→ **Records of labeled regions**
:::
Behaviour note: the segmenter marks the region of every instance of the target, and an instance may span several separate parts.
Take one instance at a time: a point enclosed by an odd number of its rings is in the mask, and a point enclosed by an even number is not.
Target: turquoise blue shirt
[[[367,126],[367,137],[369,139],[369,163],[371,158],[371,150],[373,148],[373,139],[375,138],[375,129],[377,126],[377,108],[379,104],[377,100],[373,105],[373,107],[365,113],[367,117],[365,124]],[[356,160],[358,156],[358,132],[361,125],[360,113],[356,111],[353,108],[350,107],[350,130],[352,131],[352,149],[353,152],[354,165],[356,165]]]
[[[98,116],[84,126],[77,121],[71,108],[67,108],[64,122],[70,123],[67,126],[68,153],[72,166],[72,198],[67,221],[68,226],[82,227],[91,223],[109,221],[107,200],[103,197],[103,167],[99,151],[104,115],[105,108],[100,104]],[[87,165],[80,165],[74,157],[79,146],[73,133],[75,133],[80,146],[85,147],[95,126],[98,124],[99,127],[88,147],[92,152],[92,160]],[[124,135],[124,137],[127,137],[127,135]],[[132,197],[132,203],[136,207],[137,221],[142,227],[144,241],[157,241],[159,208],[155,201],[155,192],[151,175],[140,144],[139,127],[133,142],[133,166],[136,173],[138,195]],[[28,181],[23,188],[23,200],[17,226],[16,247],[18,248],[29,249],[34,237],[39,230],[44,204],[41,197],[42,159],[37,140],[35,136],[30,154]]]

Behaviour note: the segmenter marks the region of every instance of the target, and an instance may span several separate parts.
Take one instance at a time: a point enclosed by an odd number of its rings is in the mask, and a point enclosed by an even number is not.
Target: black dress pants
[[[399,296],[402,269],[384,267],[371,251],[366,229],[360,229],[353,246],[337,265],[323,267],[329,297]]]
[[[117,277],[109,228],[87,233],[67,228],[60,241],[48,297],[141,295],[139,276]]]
:::
Reproduce all of the data above line for line, changing nothing.

Behaviour note: the segmenter marks the region of every instance of the target, and an instance may span several separate parts.
Take one instance at a time: a point enclosed by an odd number of its rings is in the mask, and a point enclosed by an even number is not.
Target: turquoise blue shirt
[[[367,126],[367,137],[369,139],[369,163],[371,158],[371,150],[373,148],[373,139],[375,138],[375,129],[377,126],[377,108],[379,104],[377,100],[373,105],[373,107],[365,113],[367,117],[365,124]],[[356,160],[358,156],[358,132],[361,125],[360,113],[356,111],[353,108],[350,107],[350,130],[352,131],[352,149],[353,152],[354,165],[356,165]]]
[[[98,116],[84,126],[77,121],[71,108],[67,108],[64,122],[70,123],[67,126],[68,153],[72,166],[72,198],[67,221],[68,226],[82,227],[91,223],[109,221],[107,200],[103,197],[103,167],[99,151],[104,115],[105,108],[100,104]],[[87,165],[80,165],[74,157],[79,146],[73,133],[75,133],[80,146],[85,147],[95,126],[98,124],[99,127],[88,147],[92,152],[92,160]],[[124,135],[124,137],[127,137],[127,135]],[[132,197],[132,203],[136,207],[137,221],[142,227],[144,241],[157,241],[159,208],[155,201],[155,192],[151,175],[140,144],[139,127],[133,142],[133,166],[136,173],[138,195]],[[28,181],[23,188],[23,200],[17,226],[16,247],[18,248],[29,249],[34,237],[39,230],[44,204],[41,197],[42,159],[37,140],[35,136],[30,154]]]

Behaviour note: the segmenter marks the region of every instance of the target, and an instance may span several separate parts.
Take one instance at a time: a point enclosed by an odd number of its rings is in the mask, and a point enclosed by an even number is not.
Target: black dress pants
[[[399,296],[402,269],[384,267],[371,251],[366,229],[360,229],[353,246],[337,265],[323,267],[329,297]]]
[[[117,277],[109,228],[87,233],[67,228],[60,241],[48,297],[141,295],[139,276]]]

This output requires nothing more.